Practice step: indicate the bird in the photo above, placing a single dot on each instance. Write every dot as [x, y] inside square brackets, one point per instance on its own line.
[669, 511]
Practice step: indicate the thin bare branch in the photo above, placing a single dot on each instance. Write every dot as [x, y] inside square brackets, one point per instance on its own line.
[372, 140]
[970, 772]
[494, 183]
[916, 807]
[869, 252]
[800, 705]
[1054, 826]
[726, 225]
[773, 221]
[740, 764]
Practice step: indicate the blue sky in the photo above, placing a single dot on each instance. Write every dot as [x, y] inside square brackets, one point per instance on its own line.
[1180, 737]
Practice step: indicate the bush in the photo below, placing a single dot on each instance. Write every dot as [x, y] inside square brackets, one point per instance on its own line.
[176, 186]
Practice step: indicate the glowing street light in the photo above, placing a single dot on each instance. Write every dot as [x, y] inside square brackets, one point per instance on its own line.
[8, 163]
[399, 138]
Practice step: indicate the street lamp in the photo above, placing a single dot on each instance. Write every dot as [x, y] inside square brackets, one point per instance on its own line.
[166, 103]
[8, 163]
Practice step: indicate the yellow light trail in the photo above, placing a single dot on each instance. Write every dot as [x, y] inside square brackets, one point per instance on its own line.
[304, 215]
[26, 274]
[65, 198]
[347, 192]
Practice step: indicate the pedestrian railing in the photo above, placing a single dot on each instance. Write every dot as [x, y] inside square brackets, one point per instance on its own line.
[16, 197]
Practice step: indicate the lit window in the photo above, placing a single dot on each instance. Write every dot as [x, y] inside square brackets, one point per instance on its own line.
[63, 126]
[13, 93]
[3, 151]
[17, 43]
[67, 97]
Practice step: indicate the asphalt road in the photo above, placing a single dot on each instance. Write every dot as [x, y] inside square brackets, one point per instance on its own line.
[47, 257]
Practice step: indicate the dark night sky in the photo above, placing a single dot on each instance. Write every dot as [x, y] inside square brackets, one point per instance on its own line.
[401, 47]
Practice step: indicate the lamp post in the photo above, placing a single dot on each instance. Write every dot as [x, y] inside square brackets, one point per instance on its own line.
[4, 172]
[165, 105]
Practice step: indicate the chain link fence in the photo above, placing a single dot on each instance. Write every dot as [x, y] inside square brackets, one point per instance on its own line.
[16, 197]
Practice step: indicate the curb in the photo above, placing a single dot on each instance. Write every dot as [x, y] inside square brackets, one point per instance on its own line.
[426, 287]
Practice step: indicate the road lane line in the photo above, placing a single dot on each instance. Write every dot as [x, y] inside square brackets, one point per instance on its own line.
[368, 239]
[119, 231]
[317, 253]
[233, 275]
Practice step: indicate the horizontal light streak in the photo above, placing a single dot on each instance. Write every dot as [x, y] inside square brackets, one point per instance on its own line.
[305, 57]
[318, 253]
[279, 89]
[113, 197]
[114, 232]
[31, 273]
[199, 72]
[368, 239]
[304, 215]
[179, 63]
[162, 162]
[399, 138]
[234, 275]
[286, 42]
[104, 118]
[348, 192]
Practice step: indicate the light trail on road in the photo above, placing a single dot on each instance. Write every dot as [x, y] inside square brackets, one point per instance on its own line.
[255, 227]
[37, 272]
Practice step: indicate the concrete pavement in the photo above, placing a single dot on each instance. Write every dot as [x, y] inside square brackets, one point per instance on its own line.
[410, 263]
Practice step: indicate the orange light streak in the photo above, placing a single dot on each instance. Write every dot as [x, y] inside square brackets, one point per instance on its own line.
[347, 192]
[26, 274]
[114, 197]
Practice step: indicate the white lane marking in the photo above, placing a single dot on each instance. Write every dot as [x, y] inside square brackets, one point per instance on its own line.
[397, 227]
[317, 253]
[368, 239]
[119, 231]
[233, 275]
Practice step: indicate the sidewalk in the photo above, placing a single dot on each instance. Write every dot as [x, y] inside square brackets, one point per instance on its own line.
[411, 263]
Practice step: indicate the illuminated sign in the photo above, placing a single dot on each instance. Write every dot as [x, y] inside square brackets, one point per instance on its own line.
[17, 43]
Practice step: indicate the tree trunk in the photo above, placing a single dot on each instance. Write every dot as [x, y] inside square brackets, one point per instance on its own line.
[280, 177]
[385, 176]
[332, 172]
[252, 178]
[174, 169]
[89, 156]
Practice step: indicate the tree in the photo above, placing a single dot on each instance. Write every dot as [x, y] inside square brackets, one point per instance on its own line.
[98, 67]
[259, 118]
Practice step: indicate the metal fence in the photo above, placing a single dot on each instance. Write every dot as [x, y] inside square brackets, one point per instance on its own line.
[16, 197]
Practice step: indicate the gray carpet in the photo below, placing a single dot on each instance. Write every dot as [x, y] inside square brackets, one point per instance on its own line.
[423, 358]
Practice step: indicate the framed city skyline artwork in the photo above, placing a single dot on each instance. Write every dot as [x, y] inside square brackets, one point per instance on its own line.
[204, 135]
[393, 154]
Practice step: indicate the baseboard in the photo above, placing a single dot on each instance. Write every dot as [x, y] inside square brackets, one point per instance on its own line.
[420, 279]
---
-- DIRECTIVE --
Rewrite the whole listing above as a numbered list, dropping any blank lines.

-- COMPLETE ANSWER --
1. Practice step: indicate the bird in the photo above, placing a single dot on each instance. Write every dot as [x, y] inside square brackets, one point per instance on its own line.
2. [669, 511]
3. Practice step: indicate the thin bare branch in the photo above, placing a single dot on each instance. Write every dot as [x, y] inside square brackets, one point per instance on its own line.
4. [372, 140]
5. [970, 772]
6. [494, 183]
7. [916, 807]
8. [869, 252]
9. [800, 705]
10. [1054, 826]
11. [726, 225]
12. [773, 221]
13. [740, 764]
14. Practice step: indicate the blue sky in the photo above, placing a single dot on each instance. Write every dot as [x, y] inside square brackets, one point per instance on its own line.
15. [1180, 737]
16. Practice step: indicate the bush in the photo below, placing a single dot on each instance. Write every dot as [x, y] inside square brackets, one point per instance on its own line.
17. [176, 186]
18. Practice step: indicate the glowing street light in the photo above, placing a single dot on each instance. Write every dot as [x, y] inside square brackets, one point per instance on its own line.
19. [8, 163]
20. [399, 138]
21. Practice step: indicate the street lamp in the photo above, placing a single dot on each instance. Write every dot as [x, y] inside square brackets, one point per instance on its own line.
22. [166, 103]
23. [8, 163]
24. Practice step: indicate the yellow light trail in the photo above, placing a single dot on each instance. Write every dot as [x, y] inside square brackets, one point per instance on its own line.
25. [304, 215]
26. [26, 274]
27. [65, 198]
28. [347, 192]
29. Practice step: indicate the pedestrian railing in the photo above, placing a single dot on each instance. Write every dot as [x, y] inside square brackets, one point per instance on its own line.
30. [16, 197]
31. Practice step: indicate the lit window in the photo above, placing a single dot on each instance. Write every dot as [x, y] inside square brackets, one point per instance on its own line.
32. [63, 126]
33. [13, 93]
34. [3, 151]
35. [17, 43]
36. [67, 97]
37. Practice step: indicate the asphalt road in the photo above, placing a single dot on each instance. Write every dot as [x, y] inside square brackets, one point per instance on its own line.
38. [47, 257]
39. Practice step: indicate the dark night sky in the photo above, placing a single dot on each instance. Write every dot as [x, y] inside square brackets, one point per instance on its own line.
40. [401, 47]
41. Practice step: indicate the lamp post in the photo above, placing a single dot on each instance. Write every dot as [x, y] inside square brackets, one point per instance on its own line.
42. [4, 172]
43. [165, 105]
44. Practice step: indicate the chain link fence in the photo above, placing a single dot on each instance. Write every dot as [x, y] inside square brackets, one point per instance on its own line.
45. [16, 197]
46. Practice step: indicate the curb in the photo above, placing a single dot on each instance. Write every dot as [x, y] inside square brackets, one point per instance on its own line.
47. [426, 287]
48. Practice step: indicate the road lane line in the photo above, placing a single dot on each instance. Write every dot as [x, y] inside square brackets, one point per instance on its own line.
49. [368, 239]
50. [119, 231]
51. [317, 253]
52. [233, 275]
53. Practice step: indicate the horizontal light streak in the photo above, placing a single dot on each instance. Write every dot as [x, y] inside square brackets, one point per instance on its own line.
54. [305, 57]
55. [318, 253]
56. [279, 89]
57. [113, 197]
58. [114, 232]
59. [31, 273]
60. [199, 72]
61. [368, 239]
62. [304, 215]
63. [179, 63]
64. [162, 162]
65. [399, 138]
66. [234, 275]
67. [286, 42]
68. [104, 118]
69. [348, 192]
70. Practice step: indicate the light trail on road in the photo above, placing a single dot on each instance. Write every dot as [x, y] inside square brackets, one point per instance on its own line.
71. [255, 227]
72. [37, 272]
73. Practice step: indicate the concrete pavement in the photo above, placing a single dot on each instance. Write every dot as [x, y] inside square brackets, one point per instance on its own line.
74. [410, 263]
75. Practice step: indicate the orange light streak in the photo above, placing a single dot on each instance. Write every dot as [x, y] inside square brackets, one point per instance on its own line.
76. [347, 192]
77. [26, 274]
78. [114, 197]
79. Practice step: indicate the white lane marking in the photo above, placing a single dot on each instance. Write every dot as [x, y] inside square brackets, one point per instance on its own line.
80. [397, 227]
81. [317, 253]
82. [368, 239]
83. [119, 231]
84. [233, 275]
85. Practice step: indicate the sidewalk in the photo above, placing a single dot on each instance. Write every dot as [x, y] inside square brackets, one point per instance on its own line.
86. [411, 263]
87. Practice step: indicate the illuminated sign in the photo above, placing a single dot on each instance. Write every dot as [x, y] inside square brackets, one point per instance on its own line.
88. [17, 43]
89. Practice step: indicate the tree trunk in the photo above, placing a single dot on each instance. Write every dot as [x, y] inside square brackets, one point per instance on its own line.
90. [280, 177]
91. [385, 176]
92. [332, 172]
93. [252, 178]
94. [174, 169]
95. [89, 156]
96. Practice step: indicate the tree in the photo above, placing a single dot on each instance. Write every dot as [x, y] inside square brackets, one point per instance on its own line.
97. [98, 67]
98. [259, 118]
99. Practice step: indicate the metal fence in the photo above, placing a single dot on each instance. Write every dot as [x, y] inside square brackets, one point per instance on its own line.
100. [16, 197]
101. Practice step: indicate the gray carpet in the photo below, placing a single dot on each instance. Write every dot as [x, y] inside square brackets, one point per instance on its own line.
102. [423, 358]
103. Practice step: indicate the framed city skyline artwork in the photo above, placing a single dot on each instance. Write every dot as [x, y] inside square brackets, one point per instance on its own line.
104. [204, 135]
105. [393, 154]
106. Practice step: indicate the baseboard in the photo above, placing a single dot on each instance. Write every dot as [x, y] inside square brackets, one point per instance on its own line.
107. [420, 279]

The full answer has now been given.